# Bobcat guide



## mjohnson1979 (Mar 3, 2017)

Not sure if this is the right place for this. Just wondering if anyone had any openings left for a cat hunt with hounds for this season or could suggest someone for me to contact. I know its getting late in the year to be looking. Anywhere in the lower would be good.

Thanks


----------



## DEDGOOSE (Jan 19, 2007)

Contact SRConnell on here, I know he sold his hounds but still tight with a group that guides. If you can't find him through search go to general board and look at elk thread


----------



## mjohnson1979 (Mar 3, 2017)

ok thanks i am waiting to hear back from another person but ill see if i can look him up


----------



## srconnell22 (Aug 27, 2007)

Darren Kamphouse - 231.920.2058

Brian Hortemiller - 231.342.1204

Chris Sellers - 989.560.6936

All are hard hunters that will put you on a cat.


----------



## mjohnson1979 (Mar 3, 2017)

thanks i went bear hunting with Chris thats what sparked my interest in trying a cat hunt. he said he was booked when i was on my hunt with him. i ended up getting ahold of Jim Shephard and he said he has time to try to get me on a cat. so im looking forward to that.


----------



## CABELKINS2000 (Nov 8, 2011)

◆ Dataset:
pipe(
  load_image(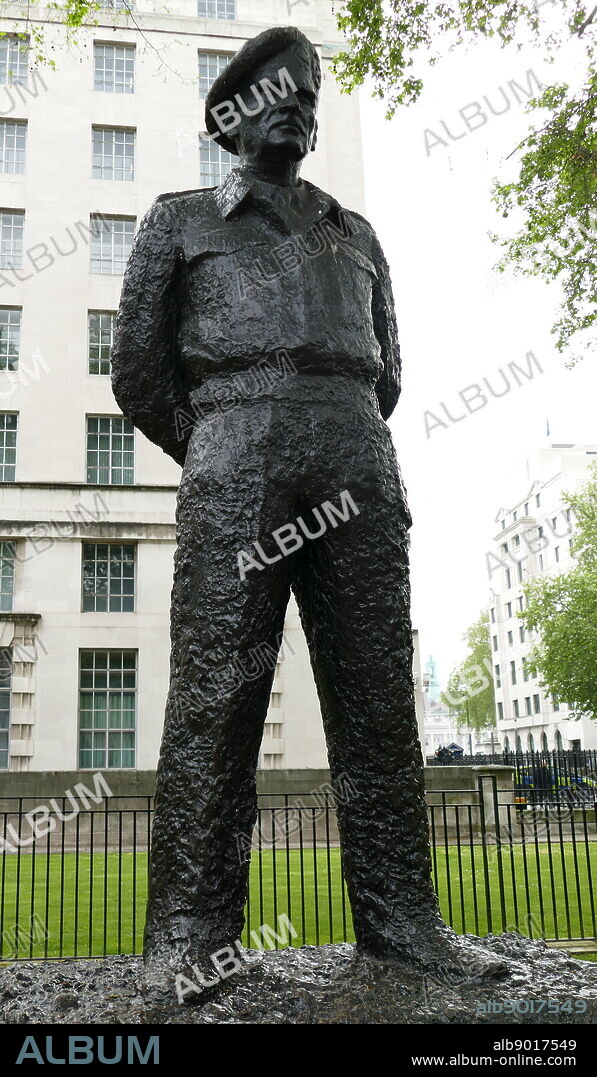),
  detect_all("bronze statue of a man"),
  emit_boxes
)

◆ Your tasks:
A: In the bobcat guide thread, who did mjohnson1979 finally reach that said he had time to try to get him on a cat?
B: Repeat the part of the bobcat guide thread that runs from "Brian Hortemiller - 231.342.1204" to "forward to that.".
C: Write the next part of the bobcat guide forum thread, picking up right after its last line.

◆ Exercise responses:
A: Jim Shephard

B:
Brian Hortemiller - 231.342.1204

Chris Sellers - 989.560.6936

All are hard hunters that will put you on a cat.


----------



## mjohnson1979 (Mar 3, 2017)

thanks i went bear hunting with Chris thats what sparked my interest in trying a cat hunt. he said he was booked when i was on my hunt with him. i ended up getting ahold of Jim Shephard and he said he has time to try to get me on a cat. so im looking forward to that.

C:
Jim Shephard will not disappoint. One of the best guides, hunter and woodsman I've had the pleasure to share the woods with. He get's it done and you will have fun!


----------



## CABELKINS2000 (Nov 8, 2011)

Just don't get "SHEPHARDIZED"!


----------



## mjohnson1979 (Mar 3, 2017)

he talked with me for at least a half hour on the phone. you can tell he loves being out in the woods. i am looking forward to meeting him and watching him and his dogs do their thing.


----------



## Cat Power (Jan 6, 2013)

CABELKINS2000 said:


> Jim Shephard will not disappoint. One of the best guides, hunter and woodsman I've had the pleasure to share the woods with. He get's it done and you will have fun!


can you please PM me his number. Thank you


----------



## doggk9 (Aug 27, 2006)

Any quotes on price?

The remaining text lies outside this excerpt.